### Records shown
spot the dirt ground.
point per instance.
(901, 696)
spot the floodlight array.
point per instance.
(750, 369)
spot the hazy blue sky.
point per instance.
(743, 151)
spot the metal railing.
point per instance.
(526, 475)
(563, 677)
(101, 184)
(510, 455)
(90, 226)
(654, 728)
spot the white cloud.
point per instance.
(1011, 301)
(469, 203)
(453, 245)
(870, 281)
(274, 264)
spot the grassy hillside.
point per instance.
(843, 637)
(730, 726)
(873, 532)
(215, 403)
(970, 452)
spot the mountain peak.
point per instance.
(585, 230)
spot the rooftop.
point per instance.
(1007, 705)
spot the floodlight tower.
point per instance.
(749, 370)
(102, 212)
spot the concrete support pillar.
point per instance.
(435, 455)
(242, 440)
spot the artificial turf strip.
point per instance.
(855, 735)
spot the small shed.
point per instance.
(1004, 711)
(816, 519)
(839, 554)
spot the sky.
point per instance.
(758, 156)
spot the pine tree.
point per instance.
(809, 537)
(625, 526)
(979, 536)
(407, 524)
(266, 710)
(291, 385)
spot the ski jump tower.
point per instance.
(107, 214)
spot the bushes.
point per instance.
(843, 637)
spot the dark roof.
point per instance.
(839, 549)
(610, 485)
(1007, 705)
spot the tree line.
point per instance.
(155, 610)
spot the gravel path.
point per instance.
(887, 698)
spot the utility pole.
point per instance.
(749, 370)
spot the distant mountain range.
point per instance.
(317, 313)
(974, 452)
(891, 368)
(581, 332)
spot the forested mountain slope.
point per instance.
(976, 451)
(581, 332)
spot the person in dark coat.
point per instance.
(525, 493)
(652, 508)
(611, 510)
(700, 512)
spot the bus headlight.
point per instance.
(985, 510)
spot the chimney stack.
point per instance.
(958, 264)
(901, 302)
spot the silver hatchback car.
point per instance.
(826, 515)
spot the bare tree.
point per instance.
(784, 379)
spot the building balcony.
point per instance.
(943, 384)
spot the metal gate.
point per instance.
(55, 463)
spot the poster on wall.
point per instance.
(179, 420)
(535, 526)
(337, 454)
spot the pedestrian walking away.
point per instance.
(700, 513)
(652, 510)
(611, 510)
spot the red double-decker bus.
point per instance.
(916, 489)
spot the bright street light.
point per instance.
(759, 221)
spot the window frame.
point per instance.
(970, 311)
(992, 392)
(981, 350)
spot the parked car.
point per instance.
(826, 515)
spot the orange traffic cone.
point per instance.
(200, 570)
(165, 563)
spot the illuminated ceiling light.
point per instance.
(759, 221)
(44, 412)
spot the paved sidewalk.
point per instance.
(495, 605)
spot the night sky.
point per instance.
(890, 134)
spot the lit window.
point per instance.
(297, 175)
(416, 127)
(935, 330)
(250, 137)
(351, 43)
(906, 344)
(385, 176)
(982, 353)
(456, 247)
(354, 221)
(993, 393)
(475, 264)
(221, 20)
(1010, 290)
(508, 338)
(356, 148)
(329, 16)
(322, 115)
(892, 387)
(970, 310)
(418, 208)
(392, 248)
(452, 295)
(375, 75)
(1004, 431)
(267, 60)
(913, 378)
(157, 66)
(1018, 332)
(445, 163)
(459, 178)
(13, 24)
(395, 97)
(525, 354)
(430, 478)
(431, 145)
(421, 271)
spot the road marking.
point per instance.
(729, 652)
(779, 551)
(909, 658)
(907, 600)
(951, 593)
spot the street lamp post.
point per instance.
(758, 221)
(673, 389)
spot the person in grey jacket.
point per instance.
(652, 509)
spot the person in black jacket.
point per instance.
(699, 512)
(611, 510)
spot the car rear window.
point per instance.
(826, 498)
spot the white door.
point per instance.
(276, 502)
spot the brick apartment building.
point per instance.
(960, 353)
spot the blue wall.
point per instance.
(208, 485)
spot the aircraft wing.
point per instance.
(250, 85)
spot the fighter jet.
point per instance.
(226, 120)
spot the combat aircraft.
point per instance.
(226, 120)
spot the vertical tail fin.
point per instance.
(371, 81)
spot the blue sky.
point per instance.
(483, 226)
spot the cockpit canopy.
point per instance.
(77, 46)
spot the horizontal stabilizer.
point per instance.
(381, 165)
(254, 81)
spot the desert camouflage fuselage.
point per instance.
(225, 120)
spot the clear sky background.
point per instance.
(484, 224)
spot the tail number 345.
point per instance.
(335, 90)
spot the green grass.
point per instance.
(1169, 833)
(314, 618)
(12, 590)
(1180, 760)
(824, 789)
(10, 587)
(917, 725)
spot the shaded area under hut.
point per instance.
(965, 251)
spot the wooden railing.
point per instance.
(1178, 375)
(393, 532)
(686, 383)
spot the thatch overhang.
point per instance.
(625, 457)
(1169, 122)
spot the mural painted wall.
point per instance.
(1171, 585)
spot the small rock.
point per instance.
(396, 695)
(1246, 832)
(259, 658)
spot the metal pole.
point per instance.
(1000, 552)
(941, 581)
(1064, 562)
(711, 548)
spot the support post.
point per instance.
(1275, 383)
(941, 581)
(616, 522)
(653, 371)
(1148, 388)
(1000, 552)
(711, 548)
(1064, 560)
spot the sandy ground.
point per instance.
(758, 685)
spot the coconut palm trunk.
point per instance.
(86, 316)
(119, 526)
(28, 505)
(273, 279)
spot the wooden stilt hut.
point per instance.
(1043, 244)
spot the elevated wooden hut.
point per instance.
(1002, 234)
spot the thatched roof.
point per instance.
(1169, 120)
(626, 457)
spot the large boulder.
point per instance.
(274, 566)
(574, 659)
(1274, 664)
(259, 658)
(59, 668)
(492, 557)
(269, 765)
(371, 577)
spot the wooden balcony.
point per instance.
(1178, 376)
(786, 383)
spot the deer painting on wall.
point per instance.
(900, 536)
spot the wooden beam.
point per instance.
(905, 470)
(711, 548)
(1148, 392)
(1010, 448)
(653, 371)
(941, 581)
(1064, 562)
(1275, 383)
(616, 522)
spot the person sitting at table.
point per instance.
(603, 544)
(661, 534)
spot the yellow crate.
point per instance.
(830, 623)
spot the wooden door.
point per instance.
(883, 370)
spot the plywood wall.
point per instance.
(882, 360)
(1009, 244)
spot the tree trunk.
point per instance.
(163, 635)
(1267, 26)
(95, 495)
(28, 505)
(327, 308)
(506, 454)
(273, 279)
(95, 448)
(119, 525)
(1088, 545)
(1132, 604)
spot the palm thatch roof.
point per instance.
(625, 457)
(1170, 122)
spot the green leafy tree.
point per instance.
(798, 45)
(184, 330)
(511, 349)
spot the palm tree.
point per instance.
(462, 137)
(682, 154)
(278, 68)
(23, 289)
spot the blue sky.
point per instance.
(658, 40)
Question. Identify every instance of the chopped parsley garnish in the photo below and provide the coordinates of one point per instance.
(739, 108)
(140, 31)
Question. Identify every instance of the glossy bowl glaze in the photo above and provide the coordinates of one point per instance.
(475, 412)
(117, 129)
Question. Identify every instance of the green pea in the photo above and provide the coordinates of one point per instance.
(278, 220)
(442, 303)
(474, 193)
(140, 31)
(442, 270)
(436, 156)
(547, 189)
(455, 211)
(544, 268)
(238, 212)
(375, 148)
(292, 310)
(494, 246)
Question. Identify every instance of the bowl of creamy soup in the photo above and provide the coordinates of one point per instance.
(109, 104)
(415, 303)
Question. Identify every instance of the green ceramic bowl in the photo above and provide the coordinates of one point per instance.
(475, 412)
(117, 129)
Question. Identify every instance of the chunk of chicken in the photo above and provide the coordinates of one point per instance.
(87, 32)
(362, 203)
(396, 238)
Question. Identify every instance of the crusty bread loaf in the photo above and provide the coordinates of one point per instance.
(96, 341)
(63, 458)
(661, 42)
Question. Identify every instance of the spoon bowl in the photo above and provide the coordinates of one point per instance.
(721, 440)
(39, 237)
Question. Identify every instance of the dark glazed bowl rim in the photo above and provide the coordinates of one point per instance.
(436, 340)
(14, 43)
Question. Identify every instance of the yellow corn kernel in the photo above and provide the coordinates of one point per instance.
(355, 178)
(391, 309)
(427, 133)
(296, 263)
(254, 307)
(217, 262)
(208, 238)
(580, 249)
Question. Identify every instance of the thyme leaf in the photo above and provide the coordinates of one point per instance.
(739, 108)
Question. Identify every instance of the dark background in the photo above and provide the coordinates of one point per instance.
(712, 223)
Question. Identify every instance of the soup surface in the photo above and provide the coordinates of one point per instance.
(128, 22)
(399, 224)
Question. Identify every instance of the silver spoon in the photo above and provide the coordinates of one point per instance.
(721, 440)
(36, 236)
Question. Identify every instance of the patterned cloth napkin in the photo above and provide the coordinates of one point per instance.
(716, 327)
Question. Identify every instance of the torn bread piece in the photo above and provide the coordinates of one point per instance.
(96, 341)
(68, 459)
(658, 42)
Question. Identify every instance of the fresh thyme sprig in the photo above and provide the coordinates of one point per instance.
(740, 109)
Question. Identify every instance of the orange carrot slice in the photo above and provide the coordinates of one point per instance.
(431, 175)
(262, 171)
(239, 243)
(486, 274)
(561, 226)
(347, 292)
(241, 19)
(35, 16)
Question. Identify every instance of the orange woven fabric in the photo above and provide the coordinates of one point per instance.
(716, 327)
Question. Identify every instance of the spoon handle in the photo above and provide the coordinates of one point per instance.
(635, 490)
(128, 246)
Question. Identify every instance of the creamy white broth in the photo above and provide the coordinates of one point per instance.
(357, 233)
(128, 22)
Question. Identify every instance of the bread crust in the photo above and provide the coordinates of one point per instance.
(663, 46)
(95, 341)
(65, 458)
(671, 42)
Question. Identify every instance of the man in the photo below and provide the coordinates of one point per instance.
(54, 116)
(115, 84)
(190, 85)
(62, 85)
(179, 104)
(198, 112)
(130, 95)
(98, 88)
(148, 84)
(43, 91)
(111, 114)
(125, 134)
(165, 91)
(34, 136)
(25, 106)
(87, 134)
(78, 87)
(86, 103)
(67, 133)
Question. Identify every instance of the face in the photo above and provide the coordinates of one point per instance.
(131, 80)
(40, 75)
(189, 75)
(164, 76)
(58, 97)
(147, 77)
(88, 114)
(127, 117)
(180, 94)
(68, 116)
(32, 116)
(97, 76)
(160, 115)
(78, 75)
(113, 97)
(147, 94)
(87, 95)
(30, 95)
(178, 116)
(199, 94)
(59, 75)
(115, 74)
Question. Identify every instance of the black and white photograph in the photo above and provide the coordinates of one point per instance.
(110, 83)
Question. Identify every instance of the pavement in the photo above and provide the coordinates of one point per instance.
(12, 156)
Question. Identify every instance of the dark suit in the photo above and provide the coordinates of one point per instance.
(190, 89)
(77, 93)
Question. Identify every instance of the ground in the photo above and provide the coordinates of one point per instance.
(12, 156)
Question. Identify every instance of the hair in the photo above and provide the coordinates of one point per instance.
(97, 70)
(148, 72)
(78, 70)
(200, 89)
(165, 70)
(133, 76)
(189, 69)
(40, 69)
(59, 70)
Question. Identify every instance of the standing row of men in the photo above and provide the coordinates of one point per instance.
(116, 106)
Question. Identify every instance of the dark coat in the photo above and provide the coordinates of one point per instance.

### What you have to do
Take every line from the one containing "Question. Identify every instance of the ground" to the end of the listing and output it exactly, with nothing else.

### Exercise answer
Question. Identify every instance of the ground in the photo above and provide the coordinates of one point per instance.
(12, 156)
Question. Identify every instance of the hair in the photo above and provide the coordinates of one point per instance.
(97, 70)
(148, 72)
(78, 70)
(200, 89)
(165, 70)
(133, 76)
(189, 69)
(40, 69)
(59, 70)
Question. Identify every instance of the standing row of men in the photo above and provide the coordinates of one point per instance.
(116, 106)
Question. Identify every instance of the dark coat in the photo above and provide the coordinates of one point per instance.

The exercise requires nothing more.